**记录摘录:**
--*--

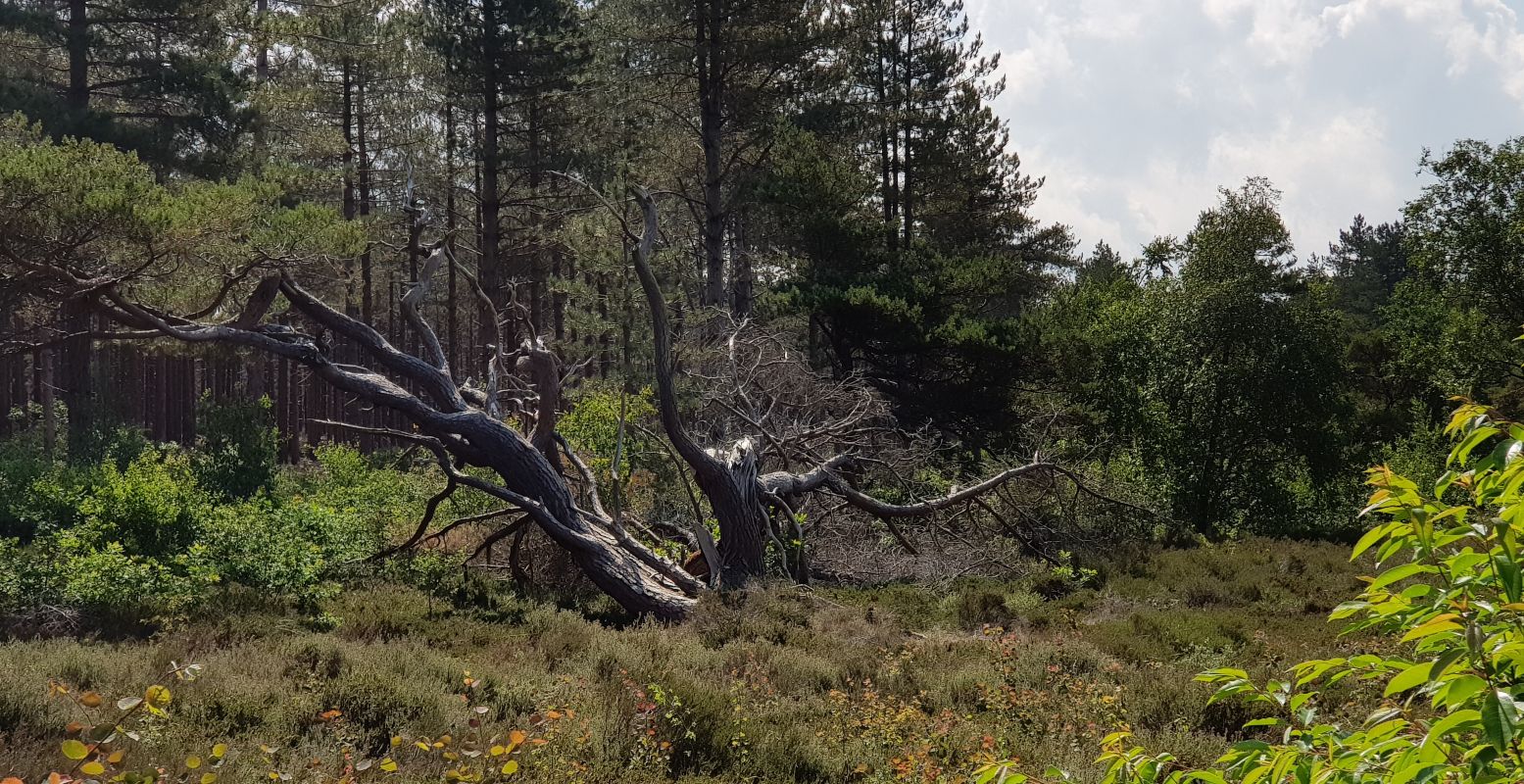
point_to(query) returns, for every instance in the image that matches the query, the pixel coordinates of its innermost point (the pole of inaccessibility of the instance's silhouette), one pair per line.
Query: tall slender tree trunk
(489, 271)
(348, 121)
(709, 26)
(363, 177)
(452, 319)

--*--

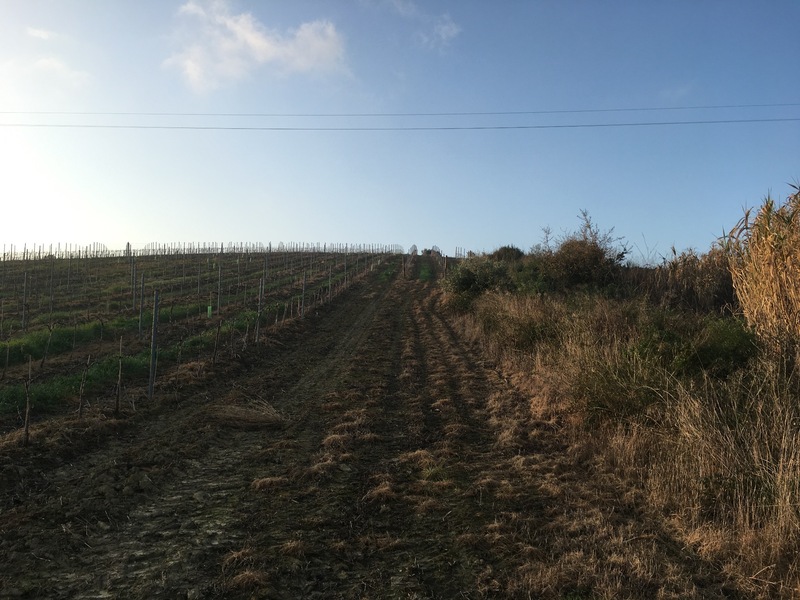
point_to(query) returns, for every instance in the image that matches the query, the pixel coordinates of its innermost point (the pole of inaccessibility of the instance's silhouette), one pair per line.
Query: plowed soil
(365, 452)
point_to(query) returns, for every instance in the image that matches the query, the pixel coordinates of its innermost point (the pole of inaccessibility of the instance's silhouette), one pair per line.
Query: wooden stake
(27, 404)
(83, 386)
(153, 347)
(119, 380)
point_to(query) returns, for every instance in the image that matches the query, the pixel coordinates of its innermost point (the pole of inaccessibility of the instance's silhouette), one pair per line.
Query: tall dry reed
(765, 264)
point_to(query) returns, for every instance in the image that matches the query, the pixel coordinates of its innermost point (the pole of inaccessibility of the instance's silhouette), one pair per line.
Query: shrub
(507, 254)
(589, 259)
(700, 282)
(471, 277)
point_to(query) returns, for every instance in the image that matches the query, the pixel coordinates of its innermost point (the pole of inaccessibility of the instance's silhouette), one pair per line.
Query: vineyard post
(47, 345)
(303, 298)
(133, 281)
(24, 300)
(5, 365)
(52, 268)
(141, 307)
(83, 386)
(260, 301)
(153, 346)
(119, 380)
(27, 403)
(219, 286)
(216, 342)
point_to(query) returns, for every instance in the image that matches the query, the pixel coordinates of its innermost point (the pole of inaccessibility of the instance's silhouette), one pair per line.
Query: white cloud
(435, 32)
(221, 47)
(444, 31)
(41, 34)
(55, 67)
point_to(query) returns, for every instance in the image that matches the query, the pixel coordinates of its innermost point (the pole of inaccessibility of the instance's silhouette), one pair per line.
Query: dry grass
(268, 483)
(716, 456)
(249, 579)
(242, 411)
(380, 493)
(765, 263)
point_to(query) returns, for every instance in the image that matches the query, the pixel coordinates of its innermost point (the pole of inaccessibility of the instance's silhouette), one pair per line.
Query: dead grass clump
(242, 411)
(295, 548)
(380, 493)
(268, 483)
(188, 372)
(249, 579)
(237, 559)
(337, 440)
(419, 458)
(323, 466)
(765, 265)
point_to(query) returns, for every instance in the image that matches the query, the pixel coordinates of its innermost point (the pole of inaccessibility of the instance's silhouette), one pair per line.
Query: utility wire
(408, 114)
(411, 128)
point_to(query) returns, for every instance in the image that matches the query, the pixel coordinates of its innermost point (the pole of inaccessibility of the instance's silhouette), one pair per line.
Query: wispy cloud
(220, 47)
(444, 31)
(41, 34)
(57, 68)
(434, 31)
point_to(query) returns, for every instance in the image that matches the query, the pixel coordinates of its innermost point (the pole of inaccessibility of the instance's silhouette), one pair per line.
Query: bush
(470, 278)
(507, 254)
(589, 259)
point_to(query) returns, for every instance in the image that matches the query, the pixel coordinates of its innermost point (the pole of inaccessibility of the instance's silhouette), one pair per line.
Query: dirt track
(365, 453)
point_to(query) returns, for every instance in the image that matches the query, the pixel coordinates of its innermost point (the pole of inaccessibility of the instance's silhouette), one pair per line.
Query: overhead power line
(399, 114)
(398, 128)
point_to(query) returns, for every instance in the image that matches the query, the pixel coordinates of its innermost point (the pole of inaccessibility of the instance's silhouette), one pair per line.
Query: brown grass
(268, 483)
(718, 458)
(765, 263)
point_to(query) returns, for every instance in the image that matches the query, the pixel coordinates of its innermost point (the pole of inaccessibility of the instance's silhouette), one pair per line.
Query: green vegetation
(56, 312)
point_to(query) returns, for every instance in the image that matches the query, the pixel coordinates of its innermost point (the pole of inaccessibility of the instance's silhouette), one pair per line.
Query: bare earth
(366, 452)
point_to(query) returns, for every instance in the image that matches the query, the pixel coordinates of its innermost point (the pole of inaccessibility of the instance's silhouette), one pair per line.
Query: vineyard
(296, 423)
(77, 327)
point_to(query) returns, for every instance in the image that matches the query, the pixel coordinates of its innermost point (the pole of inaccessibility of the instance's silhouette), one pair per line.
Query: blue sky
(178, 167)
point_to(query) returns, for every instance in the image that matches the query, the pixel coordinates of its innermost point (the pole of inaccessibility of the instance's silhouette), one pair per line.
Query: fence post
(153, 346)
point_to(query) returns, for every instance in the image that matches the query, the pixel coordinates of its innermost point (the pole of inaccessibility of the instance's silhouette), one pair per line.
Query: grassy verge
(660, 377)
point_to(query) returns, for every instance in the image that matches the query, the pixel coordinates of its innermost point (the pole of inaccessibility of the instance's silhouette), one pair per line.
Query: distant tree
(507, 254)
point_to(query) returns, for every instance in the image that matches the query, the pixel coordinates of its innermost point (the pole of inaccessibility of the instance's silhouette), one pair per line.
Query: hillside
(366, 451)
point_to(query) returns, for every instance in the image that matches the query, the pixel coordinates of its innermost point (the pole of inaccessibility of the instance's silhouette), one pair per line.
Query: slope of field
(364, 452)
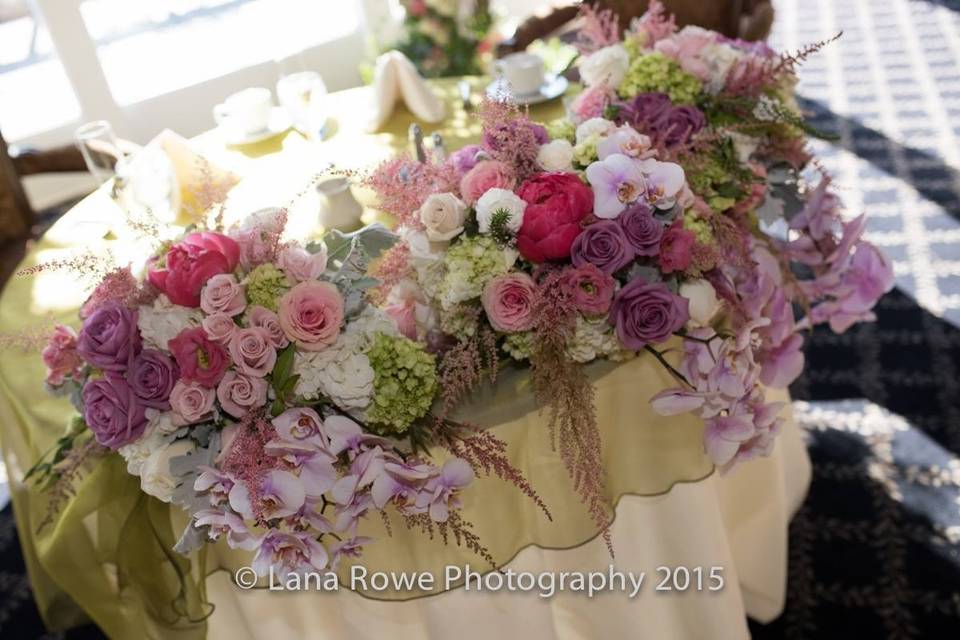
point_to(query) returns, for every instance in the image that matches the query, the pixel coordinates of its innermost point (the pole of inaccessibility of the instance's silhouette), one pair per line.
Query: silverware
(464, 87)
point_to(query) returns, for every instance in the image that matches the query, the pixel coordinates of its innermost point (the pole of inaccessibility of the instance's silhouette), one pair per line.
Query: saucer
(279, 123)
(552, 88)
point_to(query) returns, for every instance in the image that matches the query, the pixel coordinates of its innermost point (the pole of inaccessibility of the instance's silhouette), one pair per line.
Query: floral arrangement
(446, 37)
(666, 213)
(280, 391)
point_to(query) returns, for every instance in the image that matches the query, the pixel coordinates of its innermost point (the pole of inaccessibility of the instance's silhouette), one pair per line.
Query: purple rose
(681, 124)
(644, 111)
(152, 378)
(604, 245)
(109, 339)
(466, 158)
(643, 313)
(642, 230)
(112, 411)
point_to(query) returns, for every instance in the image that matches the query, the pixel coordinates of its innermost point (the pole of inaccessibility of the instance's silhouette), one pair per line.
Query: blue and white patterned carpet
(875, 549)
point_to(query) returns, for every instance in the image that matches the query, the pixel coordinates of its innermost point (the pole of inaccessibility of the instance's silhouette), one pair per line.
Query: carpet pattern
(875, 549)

--*--

**练习目的:**
从上面的记录中挑出所有包含字符串“white”的行，并逐行照抄下来。匹配时区分大小写。

**答案如下:**
Query: white cloud
Query: blue and white patterned carpet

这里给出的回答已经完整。